▸ GOAL OF THE EXERCISE
In the article on Oluomachi Chinedu's debut novel, at which venue was the book presented to the public?

▸ EXCERPT PROVIDED
· · · ·

By Prisca Sam-Duru
While most teenage girls in Nigeria today will opt for a career in music or become a notable Nollywood actress considering the fortune and fame in the industry, it is surprising that Oluomachi Chinedu, an 18-year-old 400 level student of medicine at Babcock University, Ilushin, Ogun State, is not fascinated by a career in the movies or music.
She has chosen at this age, what she wants to become in life – a writer.
Oluomachi Chinedu is not only holding unto her childhood dream but has made an amazing start with a debut novel, Love outside Home, a 175-page book about well-heeled, globe-trotting parents who value their careers more than their two children. Her novel was presented to the public last week at The Patron Hotel Lekki, Lagos.
In the book, Cyrus Peters, a high-flying oil tycoon, and Hilda Davies Peters, a supermodel with a corresponding international itinerary, are the parents of two daughters – Joyce and Judy age 16 and 14 respectively. Spousal squabbles and domestic violence are part of the daily life of the Davies, with the children often bearing the brunt of the acrimonious and violent shout-downs. Since husband and wife are seldom together at home for any length of time, divorce ends the union. The consequence on the children is predictable: denied vital parental care and love, one of them dies and, because of that, another is traumatized for life.
Good enough subject matter for Oluomachi who never experienced such disorientation at home herself. But it was not hard to imagine, as most writers do. Besides, in her reckoning,such themes are seldom mentioned in contemporary Nigerian fiction.

· · · ·

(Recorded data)

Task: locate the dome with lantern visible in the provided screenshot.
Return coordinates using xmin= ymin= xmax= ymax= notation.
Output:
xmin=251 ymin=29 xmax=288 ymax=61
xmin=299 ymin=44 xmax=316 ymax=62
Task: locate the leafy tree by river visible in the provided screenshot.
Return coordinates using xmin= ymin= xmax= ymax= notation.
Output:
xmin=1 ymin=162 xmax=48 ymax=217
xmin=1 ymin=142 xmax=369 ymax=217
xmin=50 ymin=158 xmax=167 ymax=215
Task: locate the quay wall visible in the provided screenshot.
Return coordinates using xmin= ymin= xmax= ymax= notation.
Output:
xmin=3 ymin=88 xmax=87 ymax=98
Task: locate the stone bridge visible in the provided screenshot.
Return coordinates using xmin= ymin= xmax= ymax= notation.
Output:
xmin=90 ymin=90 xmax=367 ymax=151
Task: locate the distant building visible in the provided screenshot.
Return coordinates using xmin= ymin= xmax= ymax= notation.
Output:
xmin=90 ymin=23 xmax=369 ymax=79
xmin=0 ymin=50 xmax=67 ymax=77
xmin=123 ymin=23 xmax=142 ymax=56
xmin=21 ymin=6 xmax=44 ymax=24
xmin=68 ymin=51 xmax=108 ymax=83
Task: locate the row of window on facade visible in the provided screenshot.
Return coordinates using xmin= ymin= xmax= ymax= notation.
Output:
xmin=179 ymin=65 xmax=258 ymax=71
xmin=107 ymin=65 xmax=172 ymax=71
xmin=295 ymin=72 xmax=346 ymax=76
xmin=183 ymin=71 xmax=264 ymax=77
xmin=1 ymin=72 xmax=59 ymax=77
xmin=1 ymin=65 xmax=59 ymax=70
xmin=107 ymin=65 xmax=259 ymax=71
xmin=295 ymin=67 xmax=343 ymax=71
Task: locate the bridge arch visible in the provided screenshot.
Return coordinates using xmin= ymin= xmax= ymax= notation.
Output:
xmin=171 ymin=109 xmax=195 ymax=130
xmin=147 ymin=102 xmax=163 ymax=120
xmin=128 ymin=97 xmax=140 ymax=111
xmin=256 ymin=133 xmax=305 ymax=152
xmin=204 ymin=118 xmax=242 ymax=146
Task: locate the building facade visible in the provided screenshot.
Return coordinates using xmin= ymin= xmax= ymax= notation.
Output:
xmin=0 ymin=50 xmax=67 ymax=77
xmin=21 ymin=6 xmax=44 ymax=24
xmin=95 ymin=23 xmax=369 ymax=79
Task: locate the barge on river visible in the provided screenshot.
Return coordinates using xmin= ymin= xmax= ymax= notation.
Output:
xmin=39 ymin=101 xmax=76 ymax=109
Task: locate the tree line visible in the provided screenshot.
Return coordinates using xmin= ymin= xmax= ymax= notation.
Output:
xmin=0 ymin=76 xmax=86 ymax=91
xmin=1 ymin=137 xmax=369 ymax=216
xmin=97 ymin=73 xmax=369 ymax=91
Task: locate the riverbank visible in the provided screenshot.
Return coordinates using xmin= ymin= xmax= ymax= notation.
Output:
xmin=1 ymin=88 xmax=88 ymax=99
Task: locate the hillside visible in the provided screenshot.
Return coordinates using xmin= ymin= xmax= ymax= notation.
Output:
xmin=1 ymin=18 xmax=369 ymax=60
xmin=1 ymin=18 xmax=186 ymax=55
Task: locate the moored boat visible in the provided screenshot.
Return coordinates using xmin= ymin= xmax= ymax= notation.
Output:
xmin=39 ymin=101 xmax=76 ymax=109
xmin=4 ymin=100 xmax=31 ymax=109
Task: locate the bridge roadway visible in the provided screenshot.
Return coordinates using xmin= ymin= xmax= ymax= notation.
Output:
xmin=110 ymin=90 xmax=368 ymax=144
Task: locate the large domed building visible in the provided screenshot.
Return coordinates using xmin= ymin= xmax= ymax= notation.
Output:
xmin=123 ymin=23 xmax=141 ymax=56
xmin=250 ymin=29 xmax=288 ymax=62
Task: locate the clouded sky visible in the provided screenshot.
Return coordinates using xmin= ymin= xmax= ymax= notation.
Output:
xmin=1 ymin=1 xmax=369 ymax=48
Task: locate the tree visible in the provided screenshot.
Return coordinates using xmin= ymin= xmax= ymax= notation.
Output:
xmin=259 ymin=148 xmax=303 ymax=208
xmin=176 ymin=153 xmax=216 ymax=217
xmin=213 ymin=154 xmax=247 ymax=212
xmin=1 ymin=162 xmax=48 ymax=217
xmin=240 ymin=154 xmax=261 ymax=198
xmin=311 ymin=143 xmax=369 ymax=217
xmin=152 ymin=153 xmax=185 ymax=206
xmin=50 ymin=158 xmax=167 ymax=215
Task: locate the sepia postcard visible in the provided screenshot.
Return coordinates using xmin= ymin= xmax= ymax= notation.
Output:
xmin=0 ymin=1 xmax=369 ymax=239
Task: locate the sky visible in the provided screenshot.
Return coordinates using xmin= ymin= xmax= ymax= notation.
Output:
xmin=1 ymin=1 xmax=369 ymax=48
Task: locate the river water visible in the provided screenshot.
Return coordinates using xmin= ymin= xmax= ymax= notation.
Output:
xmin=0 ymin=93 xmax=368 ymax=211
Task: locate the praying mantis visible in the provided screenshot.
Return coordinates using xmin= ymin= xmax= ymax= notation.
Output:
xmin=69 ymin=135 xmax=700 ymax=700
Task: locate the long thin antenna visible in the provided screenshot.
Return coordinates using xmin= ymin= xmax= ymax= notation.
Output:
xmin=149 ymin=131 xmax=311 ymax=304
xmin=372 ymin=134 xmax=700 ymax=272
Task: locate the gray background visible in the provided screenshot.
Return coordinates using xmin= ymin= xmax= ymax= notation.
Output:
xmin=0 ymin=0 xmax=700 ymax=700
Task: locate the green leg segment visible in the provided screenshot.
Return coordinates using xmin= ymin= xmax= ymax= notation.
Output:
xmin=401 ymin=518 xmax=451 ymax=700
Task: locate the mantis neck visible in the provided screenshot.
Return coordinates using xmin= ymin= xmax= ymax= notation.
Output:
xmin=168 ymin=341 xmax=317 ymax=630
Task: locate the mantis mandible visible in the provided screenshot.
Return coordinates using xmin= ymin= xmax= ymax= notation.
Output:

· · · ·

▸ ANSWER BOX
The Patron Hotel Lekki, Lagos.